■ **REQUIRED ACTION**: Output the records in full, exactly as given.

Start of DATASET EXCERPTS

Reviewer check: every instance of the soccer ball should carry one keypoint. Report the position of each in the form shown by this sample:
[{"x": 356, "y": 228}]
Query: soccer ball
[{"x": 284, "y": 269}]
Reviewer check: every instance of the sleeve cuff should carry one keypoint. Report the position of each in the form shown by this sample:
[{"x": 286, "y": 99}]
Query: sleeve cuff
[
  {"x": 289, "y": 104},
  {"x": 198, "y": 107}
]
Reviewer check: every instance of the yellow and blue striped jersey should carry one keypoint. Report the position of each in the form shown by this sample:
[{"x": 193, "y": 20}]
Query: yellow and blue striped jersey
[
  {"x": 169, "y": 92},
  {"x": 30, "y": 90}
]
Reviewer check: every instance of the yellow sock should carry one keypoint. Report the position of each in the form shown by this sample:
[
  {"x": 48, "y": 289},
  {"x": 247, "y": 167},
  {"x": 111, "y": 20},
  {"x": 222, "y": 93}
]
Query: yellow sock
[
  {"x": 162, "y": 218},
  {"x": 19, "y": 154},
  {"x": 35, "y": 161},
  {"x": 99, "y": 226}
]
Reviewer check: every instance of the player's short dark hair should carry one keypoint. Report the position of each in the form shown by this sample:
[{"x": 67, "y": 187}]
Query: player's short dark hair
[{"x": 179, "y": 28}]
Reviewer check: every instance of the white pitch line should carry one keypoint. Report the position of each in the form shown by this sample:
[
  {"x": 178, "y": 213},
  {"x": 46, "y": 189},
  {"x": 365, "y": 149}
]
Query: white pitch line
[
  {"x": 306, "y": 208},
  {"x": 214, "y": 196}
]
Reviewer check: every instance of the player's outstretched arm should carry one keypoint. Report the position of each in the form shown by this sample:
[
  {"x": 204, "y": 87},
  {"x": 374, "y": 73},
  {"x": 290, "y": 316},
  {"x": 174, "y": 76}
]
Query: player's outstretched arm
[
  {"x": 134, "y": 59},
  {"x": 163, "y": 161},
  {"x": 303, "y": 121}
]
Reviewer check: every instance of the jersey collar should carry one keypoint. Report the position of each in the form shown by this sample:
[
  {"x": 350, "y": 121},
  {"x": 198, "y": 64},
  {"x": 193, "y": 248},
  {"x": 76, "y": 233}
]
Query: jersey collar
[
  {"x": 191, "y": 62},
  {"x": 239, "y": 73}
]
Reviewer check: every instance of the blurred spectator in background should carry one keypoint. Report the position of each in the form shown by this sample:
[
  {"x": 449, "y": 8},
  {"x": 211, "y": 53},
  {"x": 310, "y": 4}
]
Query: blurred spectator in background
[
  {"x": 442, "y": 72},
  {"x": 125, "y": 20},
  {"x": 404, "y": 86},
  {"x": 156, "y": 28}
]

End of DATASET EXCERPTS

■ **EXPECTED ANSWER**:
Reviewer check: every instance of the soccer ball should carry one keypoint. Report the position of each in the form shown by this sample:
[{"x": 356, "y": 228}]
Query: soccer ball
[{"x": 284, "y": 269}]
Reviewer check: every instance of the sleeve cuff should carry one keypoint. Report the position of each in the form shown by this sample:
[{"x": 286, "y": 99}]
Query: sleeve cuff
[
  {"x": 289, "y": 104},
  {"x": 198, "y": 107}
]
Reviewer check: every instance of the yellow and blue striped jersey should carry one keypoint. Report the position of each in the form shown by this sample:
[{"x": 193, "y": 20}]
Query: yellow and blue striped jersey
[
  {"x": 169, "y": 92},
  {"x": 30, "y": 90}
]
Reviewer check: every instance of the yellow sock should carry one keypoint. Report the position of each in the form shown by this sample:
[
  {"x": 48, "y": 289},
  {"x": 247, "y": 167},
  {"x": 111, "y": 20},
  {"x": 222, "y": 93}
]
Query: yellow sock
[
  {"x": 162, "y": 218},
  {"x": 19, "y": 154},
  {"x": 35, "y": 161},
  {"x": 99, "y": 226}
]
Reviewer check: every instance of the player's short dark hair should carry one keypoint. Report the position of each in the form shown by this sample:
[{"x": 67, "y": 187}]
Query: player's short dark hair
[{"x": 179, "y": 28}]
Reviewer check: every instance of the white pitch line should carry one keypoint. Report the position of each in the form shown by this sample:
[
  {"x": 178, "y": 213},
  {"x": 46, "y": 189},
  {"x": 365, "y": 149}
]
Query: white pitch line
[
  {"x": 306, "y": 208},
  {"x": 214, "y": 196}
]
Reviewer check: every instance of the player's outstretched arm should carry one keypoint. Report the position of each in the form shown by this sample:
[
  {"x": 204, "y": 87},
  {"x": 374, "y": 73},
  {"x": 290, "y": 316},
  {"x": 174, "y": 76}
]
Query: player's outstretched arm
[
  {"x": 134, "y": 59},
  {"x": 163, "y": 161},
  {"x": 303, "y": 121}
]
Reviewer check: every instance of the jersey collar should carry one keypoint. Report the position of each in the form shown by this sample:
[
  {"x": 350, "y": 121},
  {"x": 198, "y": 64},
  {"x": 193, "y": 248},
  {"x": 76, "y": 233}
]
Query: jersey collar
[
  {"x": 191, "y": 62},
  {"x": 239, "y": 73}
]
Reviewer check: every instance of the blurred spectator in background should carry one keypoint. Report the position of each in the form shown by this sample:
[
  {"x": 449, "y": 8},
  {"x": 211, "y": 53},
  {"x": 310, "y": 4}
]
Query: blurred spectator in background
[
  {"x": 442, "y": 72},
  {"x": 125, "y": 20},
  {"x": 404, "y": 86},
  {"x": 156, "y": 28}
]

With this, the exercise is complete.